Supplied information Start Marker

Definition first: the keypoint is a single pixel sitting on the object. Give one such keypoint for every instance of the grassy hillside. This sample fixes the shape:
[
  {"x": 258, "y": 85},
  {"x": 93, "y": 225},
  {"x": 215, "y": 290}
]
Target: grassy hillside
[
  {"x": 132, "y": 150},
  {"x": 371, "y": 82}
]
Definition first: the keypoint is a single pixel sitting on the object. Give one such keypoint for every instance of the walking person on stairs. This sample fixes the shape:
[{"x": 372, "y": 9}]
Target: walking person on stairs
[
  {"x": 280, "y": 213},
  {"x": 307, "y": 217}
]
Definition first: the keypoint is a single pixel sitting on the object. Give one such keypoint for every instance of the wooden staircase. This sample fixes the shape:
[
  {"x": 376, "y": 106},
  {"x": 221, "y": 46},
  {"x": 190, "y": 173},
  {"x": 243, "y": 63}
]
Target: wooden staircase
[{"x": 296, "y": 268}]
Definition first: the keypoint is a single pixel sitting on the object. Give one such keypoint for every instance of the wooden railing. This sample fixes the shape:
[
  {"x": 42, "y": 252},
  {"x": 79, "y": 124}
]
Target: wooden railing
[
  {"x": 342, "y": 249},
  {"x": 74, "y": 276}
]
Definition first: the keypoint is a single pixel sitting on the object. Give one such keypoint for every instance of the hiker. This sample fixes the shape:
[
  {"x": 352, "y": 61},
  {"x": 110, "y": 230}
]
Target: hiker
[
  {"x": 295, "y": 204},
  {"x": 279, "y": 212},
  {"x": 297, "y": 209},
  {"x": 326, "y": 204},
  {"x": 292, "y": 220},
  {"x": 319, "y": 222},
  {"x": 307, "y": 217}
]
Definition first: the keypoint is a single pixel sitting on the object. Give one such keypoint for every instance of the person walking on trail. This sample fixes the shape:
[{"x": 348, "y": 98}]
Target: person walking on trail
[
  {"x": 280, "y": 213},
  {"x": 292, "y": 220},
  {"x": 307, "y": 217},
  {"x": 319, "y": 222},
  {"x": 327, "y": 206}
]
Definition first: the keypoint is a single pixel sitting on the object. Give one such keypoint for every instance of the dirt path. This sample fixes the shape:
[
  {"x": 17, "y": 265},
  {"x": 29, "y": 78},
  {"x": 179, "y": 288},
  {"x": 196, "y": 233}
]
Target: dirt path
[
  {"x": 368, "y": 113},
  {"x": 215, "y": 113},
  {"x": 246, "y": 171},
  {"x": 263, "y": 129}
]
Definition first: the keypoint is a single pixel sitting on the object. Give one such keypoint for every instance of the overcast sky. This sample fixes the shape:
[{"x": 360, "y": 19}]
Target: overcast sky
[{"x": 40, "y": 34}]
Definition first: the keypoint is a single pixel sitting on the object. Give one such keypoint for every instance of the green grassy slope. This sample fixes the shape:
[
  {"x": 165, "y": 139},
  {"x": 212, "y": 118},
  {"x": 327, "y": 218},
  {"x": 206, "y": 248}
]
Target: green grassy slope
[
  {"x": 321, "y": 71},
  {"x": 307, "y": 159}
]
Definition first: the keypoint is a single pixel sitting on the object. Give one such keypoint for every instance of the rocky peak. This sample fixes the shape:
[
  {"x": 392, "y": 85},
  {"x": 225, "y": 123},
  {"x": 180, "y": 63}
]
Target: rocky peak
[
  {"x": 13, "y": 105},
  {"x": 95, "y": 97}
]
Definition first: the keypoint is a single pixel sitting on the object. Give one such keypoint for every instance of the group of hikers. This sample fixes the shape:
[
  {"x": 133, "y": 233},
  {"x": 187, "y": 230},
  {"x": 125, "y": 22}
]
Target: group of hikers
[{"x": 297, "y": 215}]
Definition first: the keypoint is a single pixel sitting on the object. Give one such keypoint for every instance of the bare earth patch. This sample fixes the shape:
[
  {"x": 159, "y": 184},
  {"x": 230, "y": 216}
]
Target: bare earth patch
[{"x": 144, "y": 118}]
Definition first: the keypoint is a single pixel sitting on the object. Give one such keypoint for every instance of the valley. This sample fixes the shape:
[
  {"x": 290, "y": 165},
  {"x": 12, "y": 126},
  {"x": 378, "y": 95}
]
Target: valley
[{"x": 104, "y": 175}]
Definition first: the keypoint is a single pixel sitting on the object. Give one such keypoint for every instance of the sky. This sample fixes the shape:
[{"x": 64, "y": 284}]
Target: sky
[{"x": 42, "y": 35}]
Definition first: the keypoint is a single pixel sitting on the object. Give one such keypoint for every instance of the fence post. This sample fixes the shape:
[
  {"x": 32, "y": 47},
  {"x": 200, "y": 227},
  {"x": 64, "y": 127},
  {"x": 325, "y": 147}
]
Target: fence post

Supplied information End Marker

- [To do]: Write the entries out again, exactly and completely.

- [Exercise result]:
Definition first: the keypoint is a single pixel sitting on the object. Give one such keypoint for every instance of the grassy hillside. This sample fixes the shape:
[
  {"x": 258, "y": 85},
  {"x": 93, "y": 225},
  {"x": 215, "y": 290}
]
Target: grassy hillside
[
  {"x": 132, "y": 150},
  {"x": 371, "y": 82}
]
Definition first: the keypoint is a single pixel sitting on the object. Give one such keypoint for every instance of the walking person on stairs. This sample fixes the shape:
[{"x": 372, "y": 9}]
Target: walking person on stairs
[
  {"x": 280, "y": 213},
  {"x": 307, "y": 217}
]
Definition first: the keypoint is a single pixel sitting on the object. Give one such keypoint for every instance of the wooden staircase. This sample fixes the shape:
[
  {"x": 376, "y": 106},
  {"x": 221, "y": 46},
  {"x": 190, "y": 173},
  {"x": 243, "y": 63}
]
Target: wooden staircase
[{"x": 296, "y": 268}]
Definition first: the keypoint is a single pixel sitting on the object. Give one such keypoint for every instance of the wooden railing. This sample fixes the shape:
[
  {"x": 42, "y": 252},
  {"x": 79, "y": 124}
]
Target: wooden railing
[
  {"x": 342, "y": 249},
  {"x": 74, "y": 276}
]
Definition first: the keypoint is a single pixel sitting on the object. Give one such keypoint for every instance of the hiker. This sample fixes the shape:
[
  {"x": 352, "y": 61},
  {"x": 110, "y": 230}
]
Target: hiker
[
  {"x": 295, "y": 204},
  {"x": 279, "y": 212},
  {"x": 297, "y": 209},
  {"x": 326, "y": 204},
  {"x": 292, "y": 220},
  {"x": 319, "y": 222},
  {"x": 307, "y": 217}
]
Definition first: the keypoint is a single pixel sitting on the object. Give one such keypoint for every instance of the person walking on trail. This sample fixes the shape:
[{"x": 348, "y": 98}]
Target: person walking on trail
[
  {"x": 280, "y": 213},
  {"x": 292, "y": 220},
  {"x": 307, "y": 217},
  {"x": 319, "y": 222},
  {"x": 327, "y": 206}
]
Definition first: the keypoint is a single pixel sitting on the object. Give one such keypoint for every instance of the dirt path. This sample fixes the shape:
[
  {"x": 17, "y": 265},
  {"x": 29, "y": 78},
  {"x": 179, "y": 288},
  {"x": 196, "y": 233}
]
Target: dirt path
[
  {"x": 368, "y": 113},
  {"x": 215, "y": 113},
  {"x": 246, "y": 171},
  {"x": 263, "y": 129}
]
Definition first: the keypoint is a single pixel sitting on the object. Give one such keypoint for every instance of the overcast sky. This sample fixes the shape:
[{"x": 360, "y": 19}]
Target: overcast sky
[{"x": 40, "y": 34}]
Definition first: the keypoint is a single pixel sitting on the object. Give one such keypoint for every instance of the green grassy slope. This sample fixes the shape:
[
  {"x": 165, "y": 139},
  {"x": 212, "y": 118},
  {"x": 327, "y": 218},
  {"x": 206, "y": 248}
]
Target: green grassy slope
[
  {"x": 321, "y": 71},
  {"x": 307, "y": 159}
]
Definition first: the keypoint is a single pixel sitting on the object. Give one such keypoint for every instance of the rocky peak. This sample fixes the shape:
[
  {"x": 392, "y": 85},
  {"x": 225, "y": 123},
  {"x": 180, "y": 63}
]
Target: rocky peak
[
  {"x": 13, "y": 105},
  {"x": 95, "y": 97}
]
Definition first: the keypoint is a single pixel sitting on the object. Give one such keypoint for every instance of the group of hikers. This sample fixes the shape:
[
  {"x": 133, "y": 233},
  {"x": 187, "y": 230},
  {"x": 125, "y": 22}
]
Target: group of hikers
[{"x": 297, "y": 215}]
Definition first: the keypoint is a single pixel sitting on the object. Give one such keypoint for every instance of the bare earth patch. This sample fixes the shape:
[
  {"x": 159, "y": 184},
  {"x": 230, "y": 216}
]
Target: bare earth patch
[{"x": 144, "y": 118}]
Definition first: the keypoint is a single pixel sitting on the object. Give one such keypoint for every instance of the valley. This sample fixes the shape:
[
  {"x": 290, "y": 165},
  {"x": 12, "y": 126},
  {"x": 378, "y": 95}
]
Target: valley
[{"x": 104, "y": 175}]
Definition first: the keypoint is a single pixel sitting on the object. Give one such keypoint for every instance of the sky. This sample fixes the shape:
[{"x": 64, "y": 284}]
Target: sky
[{"x": 42, "y": 35}]
Definition first: the keypoint is a single pixel sitting on the object. Give one such keypoint for every instance of the fence post. This sample fixes the shape:
[
  {"x": 32, "y": 47},
  {"x": 200, "y": 227},
  {"x": 64, "y": 127},
  {"x": 325, "y": 147}
]
Target: fence post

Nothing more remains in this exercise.